Seine lange Zeit auffälligste Szene hatte CR7 kurz nach der Pause, als er von links nach innen zog und aus gut 20 Metern abzog. Sein Schuss landete allerdings im Seitenaus und wurde vom Münchner Publikum höhnisch beklatscht. Ob dieser Abschluss als einer seiner beiden Torschüsse gewertet wurde, ist nicht ganz klar.
Statt Ronaldo sorgten andere aus dem königlichen Star-Ensemble gestern für Spektakel. Und zwar so:
Auch der zweite Starstürmer, der gestern auf dem Platz stand, enttäuschte auf ganzer Linie. Bayern-Trainer Jupp Heynckes echauffierte sich am Tag vor dem Spiel noch darüber, wieso alle Welt immer nur über Ronaldo spricht. «Man könnte ja auch mal fragen, wie Lewandowski zu stoppen ist», so Heynckes. Schliesslich habe der Pole in dieser Saison auch schon 39 Pflichtspieltore erzielt.

☆ ☆ ☆ ☆ ☆ ☆ ☆

> Aufgabe: Setzen Sie den Spielbericht über Ronaldo und Lewandowski im Anschluss an seinen letzten Satz fort. Das Material wird hier nicht gebraucht.

Gespeicherte Daten:
☆ ☆ ☆ ☆ ☆ ☆ ☆

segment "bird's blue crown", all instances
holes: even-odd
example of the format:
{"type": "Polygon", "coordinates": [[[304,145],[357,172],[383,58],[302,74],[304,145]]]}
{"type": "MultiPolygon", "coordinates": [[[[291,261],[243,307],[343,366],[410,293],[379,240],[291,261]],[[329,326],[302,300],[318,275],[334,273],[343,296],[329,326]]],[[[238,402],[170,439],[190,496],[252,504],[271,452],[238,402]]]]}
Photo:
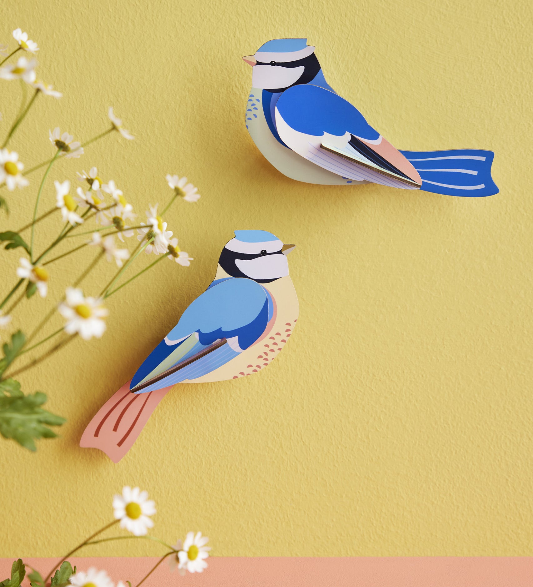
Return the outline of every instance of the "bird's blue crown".
{"type": "Polygon", "coordinates": [[[293,53],[307,46],[307,39],[274,39],[267,41],[257,51],[269,53],[293,53]]]}
{"type": "Polygon", "coordinates": [[[277,237],[266,230],[236,230],[235,232],[235,238],[241,242],[268,242],[269,241],[279,240],[277,237]]]}

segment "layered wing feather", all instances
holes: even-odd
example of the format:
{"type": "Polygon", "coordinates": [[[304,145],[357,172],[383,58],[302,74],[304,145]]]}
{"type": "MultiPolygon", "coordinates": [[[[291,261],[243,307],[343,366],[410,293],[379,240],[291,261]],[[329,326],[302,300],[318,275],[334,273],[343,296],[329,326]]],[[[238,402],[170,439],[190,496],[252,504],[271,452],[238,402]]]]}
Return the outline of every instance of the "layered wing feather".
{"type": "Polygon", "coordinates": [[[189,306],[147,357],[133,376],[130,389],[134,391],[181,365],[182,369],[140,391],[153,391],[210,373],[260,338],[272,311],[269,294],[252,279],[224,279],[212,285],[189,306]],[[221,340],[227,342],[220,346],[221,340]]]}
{"type": "Polygon", "coordinates": [[[302,157],[343,177],[417,189],[420,176],[349,102],[310,84],[293,86],[276,105],[283,142],[302,157]]]}

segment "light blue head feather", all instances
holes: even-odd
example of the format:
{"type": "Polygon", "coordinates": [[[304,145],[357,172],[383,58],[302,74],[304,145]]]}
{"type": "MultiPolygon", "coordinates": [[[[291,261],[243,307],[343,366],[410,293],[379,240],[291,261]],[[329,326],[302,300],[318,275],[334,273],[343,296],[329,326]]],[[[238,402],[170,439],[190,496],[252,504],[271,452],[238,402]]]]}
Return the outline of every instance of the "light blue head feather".
{"type": "Polygon", "coordinates": [[[236,230],[235,238],[241,242],[267,242],[279,240],[277,237],[266,230],[236,230]]]}
{"type": "Polygon", "coordinates": [[[274,39],[267,41],[257,49],[269,53],[292,53],[307,46],[307,39],[274,39]]]}

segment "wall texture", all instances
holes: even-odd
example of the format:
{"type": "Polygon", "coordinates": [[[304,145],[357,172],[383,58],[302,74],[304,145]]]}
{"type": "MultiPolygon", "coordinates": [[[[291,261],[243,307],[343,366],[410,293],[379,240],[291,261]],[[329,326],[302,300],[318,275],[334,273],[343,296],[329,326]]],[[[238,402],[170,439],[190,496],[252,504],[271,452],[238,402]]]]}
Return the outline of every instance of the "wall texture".
{"type": "MultiPolygon", "coordinates": [[[[113,104],[136,140],[107,137],[50,180],[75,181],[96,165],[141,213],[169,195],[168,173],[186,174],[202,198],[168,218],[191,267],[160,264],[110,301],[101,340],[77,340],[21,377],[69,421],[35,454],[0,440],[0,554],[63,554],[110,519],[127,484],[156,500],[154,535],[201,529],[217,555],[531,554],[531,12],[525,1],[493,0],[1,3],[0,42],[28,31],[41,75],[64,95],[40,99],[12,141],[27,166],[51,156],[49,129],[86,140],[113,104]],[[240,56],[296,36],[397,147],[495,151],[500,193],[453,198],[281,176],[247,134],[251,72],[240,56]],[[300,316],[283,353],[253,377],[176,387],[118,465],[80,449],[92,416],[243,228],[298,245],[300,316]]],[[[2,136],[19,92],[0,83],[2,136]]],[[[26,221],[31,180],[8,194],[2,229],[26,221]]],[[[43,198],[46,210],[51,181],[43,198]]],[[[55,222],[39,226],[40,246],[55,222]]],[[[19,256],[2,254],[2,294],[19,256]]],[[[90,258],[80,252],[52,274],[50,299],[90,258]]],[[[103,264],[86,291],[111,272],[103,264]]],[[[16,322],[28,329],[46,304],[36,296],[26,307],[16,322]]],[[[158,552],[132,540],[85,554],[158,552]]]]}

☆ ☆ ☆ ☆ ☆ ☆ ☆

> Antwortfeld:
Seinem Selbstverständnis – zu den ganz Grossen im Fussball zu gehören – wurde Lewandowski gestern aber einmal mehr nicht gerecht. Wie schon so oft in wichtigen Bayern-Spielen tauchte der Pole, der mal wieder mit einem Wechsel zu Real Madrid kokettiert, völlig ab. Klar, er schirmte den Ball gut ab, war nur schwer von diesem zu trennen und arbeitete für sich und seine Nebenmänner Chancen heraus. Doch ein ganz Grosser ist da, wenn es zählt und erzielt seine Tore, wenn sein Team sie am meisten braucht. Und das macht Lewandowski nicht.